*WRITTEN REQUEST*.
Copy out all of the material exactly.

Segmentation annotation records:
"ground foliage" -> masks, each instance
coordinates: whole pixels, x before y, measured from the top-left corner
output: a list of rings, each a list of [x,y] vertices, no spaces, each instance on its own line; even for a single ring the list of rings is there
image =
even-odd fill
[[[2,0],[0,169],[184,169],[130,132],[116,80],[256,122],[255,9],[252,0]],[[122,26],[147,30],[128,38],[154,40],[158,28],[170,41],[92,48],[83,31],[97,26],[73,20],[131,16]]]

*ANSWER BELOW*.
"ground foliage" -> masks, each instance
coordinates: whole pixels, x before y, measured from the top-left corner
output: a list of rings, each a list of [x,y] vertices, no spaces, each instance on its own line; even for a single ring the list of rings is there
image =
even-odd fill
[[[2,0],[0,169],[184,169],[130,132],[116,80],[256,122],[255,9],[252,0]],[[122,26],[147,30],[128,38],[154,40],[158,28],[170,41],[92,48],[83,31],[97,26],[73,20],[131,16]]]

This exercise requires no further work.